Studientext ▸

Um meinen Zweck nicht aus den Augen zu verlieren, schaue ich mich weiter nach Pilzen um, die ja so häufig die entzückendsten Stilleben bilden. Ich biege die unteren verfilzten Zweige der Kiefern auseinander und sehe meine Mühe durch die Aufdeckung eines Lagers von Steinpilzen belohnt. Kein anderer Pilz drängt so wuchtig aus dem Boden empor wie dieser. Und wie teilt sich dieses Empordrängen zum Lichte seiner Umgebung mit? Kreuz und quer liegen kleine Schollen des durchbrochenen Erdbodens, Kiefernadeln, Holzstückchen und Ruten durcheinander und bilden eine wirksame Umrahmung für den neuen Waldbürger. Lange wird er freilich nicht unangefochten stehenbleiben. Würmer und Schnecken werden an ihm zehren, bis er eines Tages zerfällt und Dünger für denselben Waldboden wird, den er so lebensfroh durchbrochen hatte.

Ziel der Aufgabe ▸ Gib den Studientext über die Steinpilze vollständig und wortgetreu wieder.

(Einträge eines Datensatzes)
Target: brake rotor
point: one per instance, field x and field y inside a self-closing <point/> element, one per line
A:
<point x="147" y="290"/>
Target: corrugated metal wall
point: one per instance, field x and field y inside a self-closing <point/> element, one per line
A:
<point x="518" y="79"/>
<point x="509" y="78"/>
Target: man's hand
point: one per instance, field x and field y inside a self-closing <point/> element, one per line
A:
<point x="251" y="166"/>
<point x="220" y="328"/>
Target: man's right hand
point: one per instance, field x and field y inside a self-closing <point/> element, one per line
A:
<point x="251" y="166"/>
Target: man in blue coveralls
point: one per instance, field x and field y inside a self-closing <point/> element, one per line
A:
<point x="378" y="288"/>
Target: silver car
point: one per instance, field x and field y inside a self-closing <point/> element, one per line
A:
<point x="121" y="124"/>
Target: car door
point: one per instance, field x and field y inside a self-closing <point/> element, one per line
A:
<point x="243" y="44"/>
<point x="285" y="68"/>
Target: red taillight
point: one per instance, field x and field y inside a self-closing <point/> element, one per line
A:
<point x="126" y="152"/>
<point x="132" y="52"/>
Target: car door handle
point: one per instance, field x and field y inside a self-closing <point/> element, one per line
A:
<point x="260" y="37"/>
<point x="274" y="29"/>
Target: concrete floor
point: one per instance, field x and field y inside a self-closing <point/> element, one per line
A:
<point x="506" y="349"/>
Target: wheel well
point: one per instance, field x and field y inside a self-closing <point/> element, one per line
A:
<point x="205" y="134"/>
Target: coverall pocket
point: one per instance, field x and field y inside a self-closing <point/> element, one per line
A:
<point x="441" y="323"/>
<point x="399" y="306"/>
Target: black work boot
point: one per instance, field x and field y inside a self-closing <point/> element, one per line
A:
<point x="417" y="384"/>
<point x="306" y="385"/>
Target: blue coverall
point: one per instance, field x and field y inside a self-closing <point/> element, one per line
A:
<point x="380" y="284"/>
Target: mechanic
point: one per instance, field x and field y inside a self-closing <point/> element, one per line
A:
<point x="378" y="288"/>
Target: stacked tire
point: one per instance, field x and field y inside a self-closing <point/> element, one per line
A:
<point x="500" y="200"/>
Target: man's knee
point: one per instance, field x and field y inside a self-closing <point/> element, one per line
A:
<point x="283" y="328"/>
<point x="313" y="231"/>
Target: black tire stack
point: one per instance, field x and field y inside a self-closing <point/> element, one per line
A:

==

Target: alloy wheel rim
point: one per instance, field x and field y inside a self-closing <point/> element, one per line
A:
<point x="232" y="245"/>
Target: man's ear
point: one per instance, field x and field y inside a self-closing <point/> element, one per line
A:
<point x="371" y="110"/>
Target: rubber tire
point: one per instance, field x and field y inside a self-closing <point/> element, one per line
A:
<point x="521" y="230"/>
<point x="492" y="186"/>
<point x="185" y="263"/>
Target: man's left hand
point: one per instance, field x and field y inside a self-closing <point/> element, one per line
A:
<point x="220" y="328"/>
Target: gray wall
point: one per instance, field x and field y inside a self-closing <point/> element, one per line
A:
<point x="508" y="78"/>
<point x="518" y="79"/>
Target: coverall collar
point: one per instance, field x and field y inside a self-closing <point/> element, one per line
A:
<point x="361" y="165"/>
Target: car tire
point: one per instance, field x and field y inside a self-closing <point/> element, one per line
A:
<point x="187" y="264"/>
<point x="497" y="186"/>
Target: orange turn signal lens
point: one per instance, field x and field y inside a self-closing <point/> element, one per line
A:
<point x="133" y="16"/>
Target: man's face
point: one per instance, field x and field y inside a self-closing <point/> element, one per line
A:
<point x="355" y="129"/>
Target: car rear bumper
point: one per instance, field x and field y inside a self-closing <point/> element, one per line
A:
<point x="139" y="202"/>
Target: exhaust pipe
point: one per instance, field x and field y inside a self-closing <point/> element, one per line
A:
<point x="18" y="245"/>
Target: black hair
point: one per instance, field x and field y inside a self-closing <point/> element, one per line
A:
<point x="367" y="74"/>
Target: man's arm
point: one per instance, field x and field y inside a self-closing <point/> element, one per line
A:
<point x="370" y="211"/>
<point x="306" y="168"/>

Antwort zur Aufgabe ▸
Um meinen Zweck nicht aus den Augen zu verlieren, schaue ich mich weiter nach Pilzen um, die ja so häufig die entzückendsten Stilleben bilden. Ich biege die unteren verfilzten Zweige der Kiefern auseinander und sehe meine Mühe durch die Aufdeckung eines Lagers von Steinpilzen belohnt. Kein anderer Pilz drängt so wuchtig aus dem Boden empor wie dieser. Und wie teilt sich dieses Empordrängen zum Lichte seiner Umgebung mit? Kreuz und quer liegen kleine Schollen des durchbrochenen Erdbodens, Kiefernadeln, Holzstückchen und Ruten durcheinander und bilden eine wirksame Umrahmung für den neuen Waldbürger. Lange wird er freilich nicht unangefochten stehenbleiben. Würmer und Schnecken werden an ihm zehren, bis er eines Tages zerfällt und Dünger für denselben Waldboden wird, den er so lebensfroh durchbrochen hatte.